### Assigned task
The answer is the set of lines that include "water", copied from the data below.

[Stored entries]

=== Begin Enclosure ===

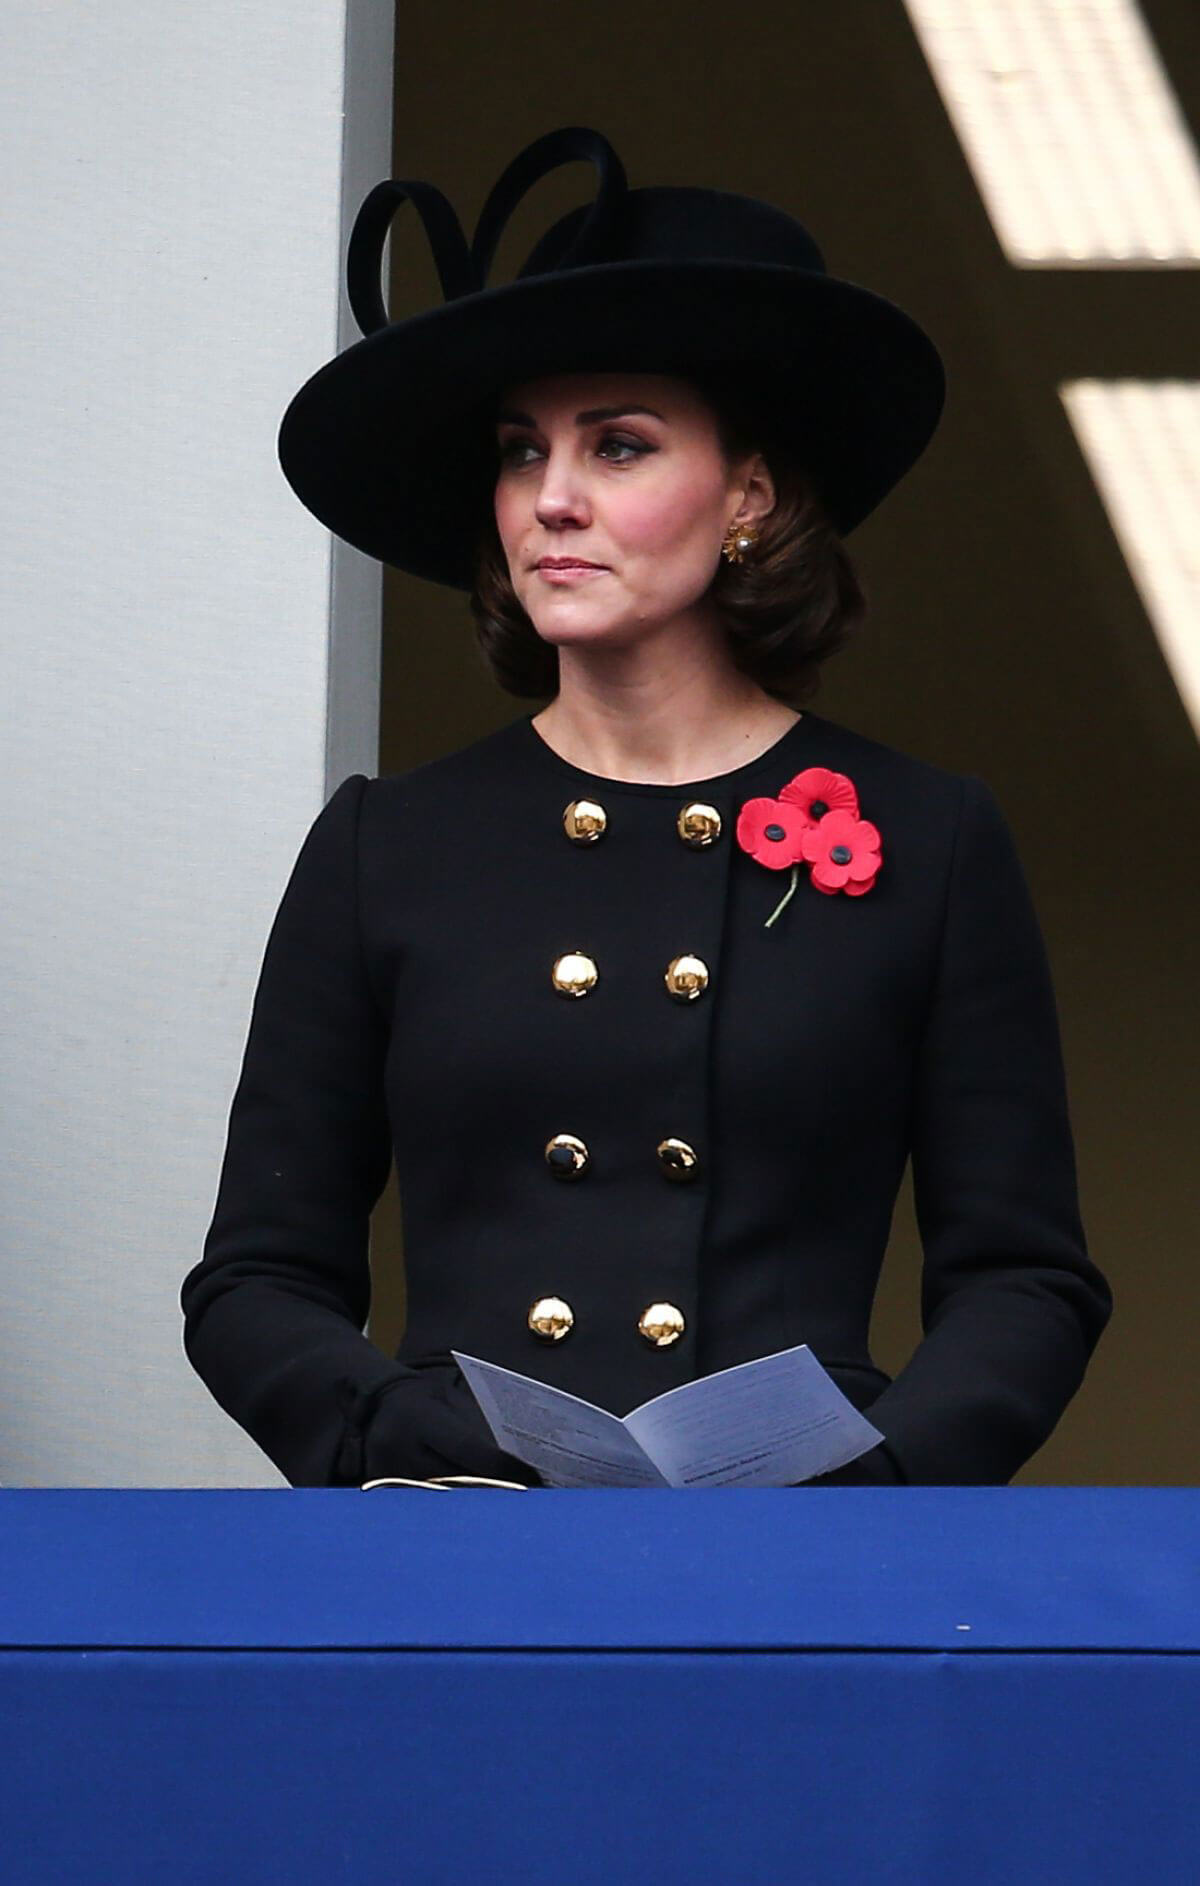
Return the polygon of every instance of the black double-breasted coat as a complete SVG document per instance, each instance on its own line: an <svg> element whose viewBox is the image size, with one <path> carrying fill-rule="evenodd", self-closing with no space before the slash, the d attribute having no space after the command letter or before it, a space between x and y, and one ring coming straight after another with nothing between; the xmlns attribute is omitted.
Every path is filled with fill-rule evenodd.
<svg viewBox="0 0 1200 1886"><path fill-rule="evenodd" d="M808 766L851 778L882 865L861 896L805 868L767 927L789 878L738 845L738 811ZM585 800L598 841L564 818ZM709 842L683 835L688 806L717 813ZM581 995L560 986L571 956L594 969ZM681 957L707 979L693 965L673 992ZM393 1156L397 1361L459 1349L625 1414L806 1342L886 1437L864 1478L1011 1479L1111 1309L998 801L812 710L683 785L584 772L523 714L354 774L318 814L182 1290L193 1366L296 1485L338 1483L345 1385L396 1374L363 1334ZM868 1326L910 1157L924 1335L890 1379ZM531 1327L547 1299L571 1318L559 1339ZM647 1333L654 1304L674 1340Z"/></svg>

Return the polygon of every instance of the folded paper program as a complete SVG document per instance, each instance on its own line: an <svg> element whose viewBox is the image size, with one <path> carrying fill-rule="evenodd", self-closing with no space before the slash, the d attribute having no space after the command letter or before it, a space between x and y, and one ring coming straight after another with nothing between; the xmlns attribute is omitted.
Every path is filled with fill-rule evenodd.
<svg viewBox="0 0 1200 1886"><path fill-rule="evenodd" d="M796 1486L884 1440L807 1343L699 1376L624 1418L451 1350L499 1446L551 1487Z"/></svg>

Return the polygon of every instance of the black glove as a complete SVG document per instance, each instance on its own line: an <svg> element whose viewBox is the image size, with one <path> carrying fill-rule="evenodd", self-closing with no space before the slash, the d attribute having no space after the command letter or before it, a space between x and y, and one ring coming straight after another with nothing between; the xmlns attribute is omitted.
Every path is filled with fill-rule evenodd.
<svg viewBox="0 0 1200 1886"><path fill-rule="evenodd" d="M389 1476L432 1480L451 1473L544 1484L536 1468L497 1446L453 1356L420 1356L396 1368L394 1377L369 1389L338 1384L347 1423L338 1456L340 1484L361 1486Z"/></svg>
<svg viewBox="0 0 1200 1886"><path fill-rule="evenodd" d="M900 1463L886 1441L879 1441L874 1447L859 1454L854 1460L848 1460L844 1467L834 1467L829 1473L814 1474L811 1480L798 1480L802 1487L886 1487L907 1486L908 1482L900 1471Z"/></svg>

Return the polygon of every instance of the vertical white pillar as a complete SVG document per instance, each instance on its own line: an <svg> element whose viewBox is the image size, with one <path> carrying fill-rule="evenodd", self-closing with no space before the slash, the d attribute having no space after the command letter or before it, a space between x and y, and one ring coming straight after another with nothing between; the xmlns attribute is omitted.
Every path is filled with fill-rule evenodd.
<svg viewBox="0 0 1200 1886"><path fill-rule="evenodd" d="M275 455L358 337L391 0L0 10L0 1482L276 1485L183 1355L271 918L374 772L379 566Z"/></svg>

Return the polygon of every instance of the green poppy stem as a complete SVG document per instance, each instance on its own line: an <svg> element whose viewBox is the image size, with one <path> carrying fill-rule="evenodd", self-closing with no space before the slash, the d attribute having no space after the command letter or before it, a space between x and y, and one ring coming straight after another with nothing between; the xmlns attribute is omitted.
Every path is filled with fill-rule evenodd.
<svg viewBox="0 0 1200 1886"><path fill-rule="evenodd" d="M792 866L791 885L789 886L788 890L784 893L784 895L780 898L774 910L771 912L770 916L767 918L767 921L763 925L764 930L769 930L771 928L771 925L774 923L780 911L786 907L789 899L793 896L796 886L799 882L800 882L800 866L798 864L794 864Z"/></svg>

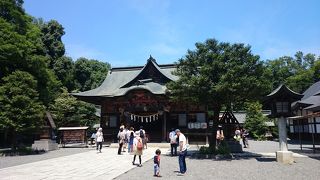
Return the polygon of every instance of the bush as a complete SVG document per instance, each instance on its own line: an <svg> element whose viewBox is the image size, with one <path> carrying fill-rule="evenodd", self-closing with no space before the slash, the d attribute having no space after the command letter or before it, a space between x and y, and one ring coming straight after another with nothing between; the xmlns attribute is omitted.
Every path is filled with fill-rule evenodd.
<svg viewBox="0 0 320 180"><path fill-rule="evenodd" d="M228 144L225 141L222 141L220 146L218 146L216 153L222 154L222 155L228 155L231 153L231 151Z"/></svg>
<svg viewBox="0 0 320 180"><path fill-rule="evenodd" d="M267 117L262 112L262 105L259 102L246 104L247 116L244 123L245 128L249 131L252 138L264 140L265 133L268 130L266 126Z"/></svg>
<svg viewBox="0 0 320 180"><path fill-rule="evenodd" d="M4 150L0 152L1 156L24 156L24 155L34 155L45 153L45 150L34 150L31 147L19 147L15 151Z"/></svg>
<svg viewBox="0 0 320 180"><path fill-rule="evenodd" d="M215 149L211 147L201 146L199 149L200 154L215 154Z"/></svg>

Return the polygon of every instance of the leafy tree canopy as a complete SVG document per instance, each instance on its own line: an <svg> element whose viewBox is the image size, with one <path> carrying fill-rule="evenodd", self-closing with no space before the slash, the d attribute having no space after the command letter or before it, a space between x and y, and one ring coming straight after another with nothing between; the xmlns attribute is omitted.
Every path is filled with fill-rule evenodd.
<svg viewBox="0 0 320 180"><path fill-rule="evenodd" d="M174 100L222 105L255 99L270 89L263 63L250 46L208 39L178 62L179 80L168 88Z"/></svg>
<svg viewBox="0 0 320 180"><path fill-rule="evenodd" d="M75 62L76 88L80 91L87 91L98 87L106 78L109 69L109 63L79 58Z"/></svg>
<svg viewBox="0 0 320 180"><path fill-rule="evenodd" d="M272 82L273 89L280 84L287 84L296 92L305 91L310 85L316 82L315 54L303 55L298 51L295 57L283 56L266 62L268 79Z"/></svg>
<svg viewBox="0 0 320 180"><path fill-rule="evenodd" d="M78 101L63 88L60 96L50 106L50 111L58 127L89 126L97 121L94 105Z"/></svg>
<svg viewBox="0 0 320 180"><path fill-rule="evenodd" d="M213 108L216 133L222 106L257 99L271 90L264 78L263 62L251 53L250 46L208 39L196 43L177 64L179 80L170 82L168 89L174 101L206 104ZM215 135L213 136L215 137ZM210 146L215 147L211 138Z"/></svg>
<svg viewBox="0 0 320 180"><path fill-rule="evenodd" d="M35 90L37 81L23 71L15 71L3 78L0 86L0 127L12 133L15 147L16 134L40 127L44 106Z"/></svg>
<svg viewBox="0 0 320 180"><path fill-rule="evenodd" d="M65 53L64 44L61 40L65 34L64 28L55 20L51 20L40 26L42 32L42 42L44 43L46 54L50 56L50 68L53 67L55 61L62 57Z"/></svg>

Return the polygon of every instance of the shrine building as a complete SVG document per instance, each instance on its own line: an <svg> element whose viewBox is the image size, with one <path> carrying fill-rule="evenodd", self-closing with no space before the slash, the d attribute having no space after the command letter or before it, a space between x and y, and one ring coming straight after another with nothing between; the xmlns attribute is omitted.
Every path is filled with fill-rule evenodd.
<svg viewBox="0 0 320 180"><path fill-rule="evenodd" d="M100 126L104 138L117 141L120 125L140 126L151 142L168 140L172 128L179 128L191 141L208 141L206 106L174 103L169 100L166 83L175 81L175 64L159 65L150 56L144 66L112 68L96 89L73 94L100 105Z"/></svg>

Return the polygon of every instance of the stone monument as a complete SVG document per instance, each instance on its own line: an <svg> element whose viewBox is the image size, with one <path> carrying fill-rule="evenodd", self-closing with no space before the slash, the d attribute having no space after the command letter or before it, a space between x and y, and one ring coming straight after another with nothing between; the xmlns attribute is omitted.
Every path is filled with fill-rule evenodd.
<svg viewBox="0 0 320 180"><path fill-rule="evenodd" d="M32 144L32 149L45 151L59 149L58 143L55 141L54 129L56 129L56 125L52 119L52 116L49 112L46 112L44 125L40 130L40 140L34 141Z"/></svg>

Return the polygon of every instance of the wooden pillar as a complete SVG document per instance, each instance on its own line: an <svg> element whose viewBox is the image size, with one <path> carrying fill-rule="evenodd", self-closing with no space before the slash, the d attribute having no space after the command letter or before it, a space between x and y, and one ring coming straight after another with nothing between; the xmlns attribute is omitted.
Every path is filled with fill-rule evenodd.
<svg viewBox="0 0 320 180"><path fill-rule="evenodd" d="M167 140L167 112L163 112L163 121L162 121L162 141Z"/></svg>

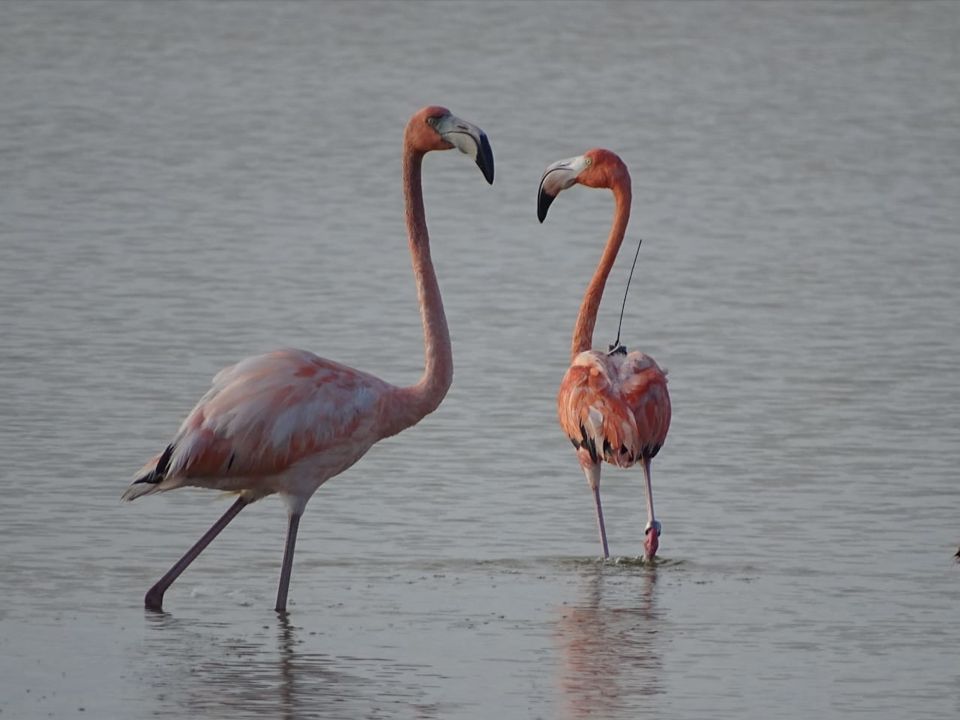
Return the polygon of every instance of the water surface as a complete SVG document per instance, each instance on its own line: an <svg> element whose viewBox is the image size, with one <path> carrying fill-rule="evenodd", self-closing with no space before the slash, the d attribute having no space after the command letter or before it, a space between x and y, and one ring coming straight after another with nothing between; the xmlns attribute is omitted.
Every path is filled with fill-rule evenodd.
<svg viewBox="0 0 960 720"><path fill-rule="evenodd" d="M0 716L956 717L957 37L933 2L4 3ZM418 377L427 103L497 162L425 163L450 394L312 500L288 618L275 499L144 612L225 506L118 497L217 370ZM554 416L612 202L541 226L536 184L594 146L670 371L655 568L639 472L597 561Z"/></svg>

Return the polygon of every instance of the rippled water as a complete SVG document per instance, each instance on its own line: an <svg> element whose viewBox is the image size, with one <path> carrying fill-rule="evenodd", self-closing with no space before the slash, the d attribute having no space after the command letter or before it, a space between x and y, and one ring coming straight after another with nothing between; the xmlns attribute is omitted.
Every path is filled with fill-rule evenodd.
<svg viewBox="0 0 960 720"><path fill-rule="evenodd" d="M953 3L4 3L0 716L953 718L960 542ZM413 382L407 116L456 377L326 485L272 612L281 503L121 505L213 374L294 345ZM611 550L554 394L608 193L624 337L670 369ZM624 253L626 255L626 252ZM627 263L597 345L613 339Z"/></svg>

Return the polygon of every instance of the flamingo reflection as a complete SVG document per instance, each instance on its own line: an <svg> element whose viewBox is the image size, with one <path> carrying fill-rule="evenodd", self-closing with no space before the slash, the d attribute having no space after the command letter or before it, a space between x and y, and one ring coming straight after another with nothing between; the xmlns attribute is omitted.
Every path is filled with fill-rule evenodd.
<svg viewBox="0 0 960 720"><path fill-rule="evenodd" d="M311 651L317 644L313 633L285 615L276 616L275 627L241 636L227 621L166 613L149 613L148 621L151 632L134 663L141 669L133 672L137 686L155 692L158 716L345 720L371 717L394 703L410 709L409 717L437 717L423 701L417 668L382 657Z"/></svg>
<svg viewBox="0 0 960 720"><path fill-rule="evenodd" d="M564 717L657 715L651 699L664 692L657 571L645 568L638 578L611 570L591 567L579 601L556 622Z"/></svg>

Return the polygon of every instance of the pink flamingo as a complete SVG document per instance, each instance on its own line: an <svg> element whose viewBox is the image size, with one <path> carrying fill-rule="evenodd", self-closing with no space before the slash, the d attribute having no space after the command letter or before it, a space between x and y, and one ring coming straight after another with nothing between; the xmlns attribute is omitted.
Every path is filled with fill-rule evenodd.
<svg viewBox="0 0 960 720"><path fill-rule="evenodd" d="M628 353L619 344L619 337L610 352L591 349L600 298L630 219L630 173L615 153L602 149L553 163L540 179L540 222L546 218L557 194L577 183L611 189L615 209L610 236L573 326L570 369L557 395L560 427L576 448L580 467L593 491L604 558L610 553L600 505L600 463L630 467L641 462L647 497L644 557L652 560L660 544L661 526L653 514L650 461L660 451L670 427L666 373L650 356Z"/></svg>
<svg viewBox="0 0 960 720"><path fill-rule="evenodd" d="M416 385L396 387L306 350L276 350L221 370L213 387L173 440L137 473L124 500L184 486L237 493L216 523L147 591L147 608L163 594L243 508L278 493L289 513L277 591L286 612L297 528L307 501L323 483L370 447L416 425L443 400L453 380L453 354L440 288L430 260L421 165L431 150L471 155L493 183L493 153L484 132L442 107L425 107L403 135L403 193L413 272L423 322L426 366Z"/></svg>

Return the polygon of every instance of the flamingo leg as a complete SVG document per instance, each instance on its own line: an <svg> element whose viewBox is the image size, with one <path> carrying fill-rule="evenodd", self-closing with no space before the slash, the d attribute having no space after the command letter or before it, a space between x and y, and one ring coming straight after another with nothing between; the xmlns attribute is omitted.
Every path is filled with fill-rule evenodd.
<svg viewBox="0 0 960 720"><path fill-rule="evenodd" d="M583 468L587 476L587 483L593 491L593 502L597 508L597 527L600 530L600 544L603 546L603 559L610 557L610 550L607 548L607 529L603 524L603 506L600 504L600 466L588 465Z"/></svg>
<svg viewBox="0 0 960 720"><path fill-rule="evenodd" d="M643 459L643 489L647 496L647 527L656 528L660 523L653 515L653 486L650 483L650 458Z"/></svg>
<svg viewBox="0 0 960 720"><path fill-rule="evenodd" d="M647 526L644 534L647 536L644 540L644 555L647 560L652 560L657 554L657 548L660 546L660 523L653 514L653 486L650 483L650 458L643 458L643 490L647 496ZM652 535L651 535L652 533Z"/></svg>
<svg viewBox="0 0 960 720"><path fill-rule="evenodd" d="M287 527L287 544L283 550L283 567L280 569L280 587L277 588L278 613L287 612L287 589L290 587L290 572L293 570L293 548L297 544L297 529L300 527L300 513L290 513Z"/></svg>
<svg viewBox="0 0 960 720"><path fill-rule="evenodd" d="M600 506L600 487L593 489L593 501L597 505L597 525L600 527L600 544L603 545L603 559L610 557L610 550L607 548L607 529L603 526L603 508Z"/></svg>
<svg viewBox="0 0 960 720"><path fill-rule="evenodd" d="M190 563L197 559L197 556L203 552L204 548L206 548L207 545L220 534L220 531L230 524L230 521L237 516L237 513L243 510L248 504L249 500L243 496L238 497L237 501L227 509L220 519L203 534L203 537L197 540L194 546L187 550L182 558L177 560L176 564L167 571L166 575L157 580L156 584L147 590L143 604L148 610L163 609L163 594L167 591L167 588L173 584L174 580L180 577L184 570L190 567Z"/></svg>

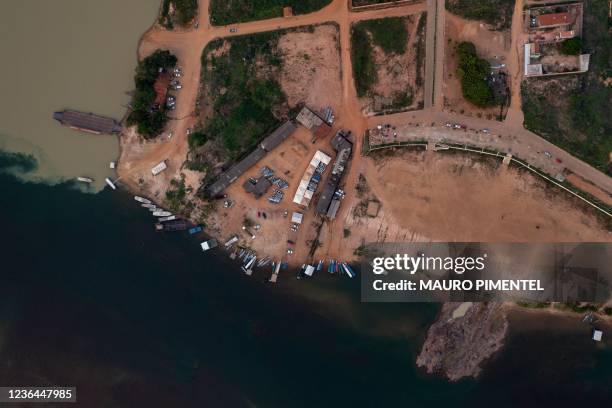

=== End Enclosure ===

### Answer box
Return the polygon of every instance of the water surface as a complete SVG document per instance, each instance on its own line: an <svg> element whose viewBox is the image size, with one <path> carrying fill-rule="evenodd", self-closing with no space before the slash, the d attribute having no space after the command letter or before it, a space between x and y, and one ring coming straight after another with nothing between; the xmlns attribute is omitted.
Return the polygon of every instance of the rippled water as a complete SVG document per instance, each instance on its own line: an <svg> element whose viewBox is the image size, with one <path> carrying fill-rule="evenodd", self-closing with no space before the slash, the d attribute having no space after the command letter or before it, a space between x and y, and one ring coming straight after another with nothing between; the xmlns attribute is omitted.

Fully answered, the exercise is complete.